→ Requirements
Retype, word for word, the passage in the thread about _embedded fields that opens with the words containing "2. Agree those" and closes with "linked data property.".

→ Given text
--------------------------------------------------

There are 3 main issues with this approach that I think I need feedback on:

  1. LD users rely on information in the _embedded fields to get the full picture. I don't see this as too big an issue right now, we did accept that this was something we would trial and get feedback on, but we're leveraging it more so just flagging
  2. These _embedded fields are changing between the /editions/ and /versions/ endpoints, despite being part of the same dcat:dataset resource being represented (/editions/ embeds versions and distributions, /versions/ embeds dimensions and distributions - just based on my best guess of what would be useful). On the one hand we said the HAL fields _embedded and _links are generated and so it's acceptable for these to change between endpoints, but if they're forming part of the dcat resource is that still the case?
  3. Because we decided that _embedded fields should never be returned in list responses, calls to /editions and /versions will never include download links unless we revise this principle.

Who can review

@janderson2 @rossbowen

@rossbowen
Copy link

rossbowen commented Nov 3, 2023

So on your points:

  1. I'm still quite uncomfortable with the use of _embedded but I'll leave that at the door for a moment! - but proceeding with including it for now I think we can tell the JSON-LD context to "skip" over it (using @nest) and still use the distributions field from within it.

  2. Agree those are the ones which would be useful, and I don't see an issue with them changing between editions and versions.

  3. In the example below I've included the download_url field... I'd expect to see it as one of the "minimal" fields to include...so maybe an exception here. Or at least keep it in using the linked data property.

--------------------------------------------------

→ Entries shown
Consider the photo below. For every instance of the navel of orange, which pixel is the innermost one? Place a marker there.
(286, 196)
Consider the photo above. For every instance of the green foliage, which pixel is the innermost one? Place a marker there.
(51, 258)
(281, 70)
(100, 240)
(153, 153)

--------------------------------------------------

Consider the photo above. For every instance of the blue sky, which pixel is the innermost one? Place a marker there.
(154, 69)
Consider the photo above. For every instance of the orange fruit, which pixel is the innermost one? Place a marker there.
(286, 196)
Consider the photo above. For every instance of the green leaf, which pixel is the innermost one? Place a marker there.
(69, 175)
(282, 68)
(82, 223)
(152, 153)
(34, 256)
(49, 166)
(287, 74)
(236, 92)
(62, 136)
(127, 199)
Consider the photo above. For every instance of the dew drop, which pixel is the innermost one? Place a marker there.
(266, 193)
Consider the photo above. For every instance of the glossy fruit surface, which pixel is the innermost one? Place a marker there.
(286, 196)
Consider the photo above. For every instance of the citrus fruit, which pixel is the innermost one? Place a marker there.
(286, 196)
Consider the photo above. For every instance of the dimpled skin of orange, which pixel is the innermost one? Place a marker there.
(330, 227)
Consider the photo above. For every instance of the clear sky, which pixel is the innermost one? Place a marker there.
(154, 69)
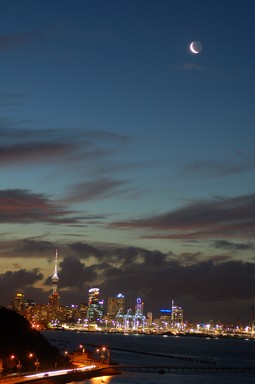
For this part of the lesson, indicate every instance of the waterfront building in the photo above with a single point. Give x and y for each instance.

--------------------------------------------------

→ Answer to the task
2. Agree those are the ones which would be useful, and I don't see an issue with them changing between editions and versions.

  3. In the example below I've included the download_url field... I'd expect to see it as one of the "minimal" fields to include...so maybe an exception here. Or at least keep it in using the linked data property.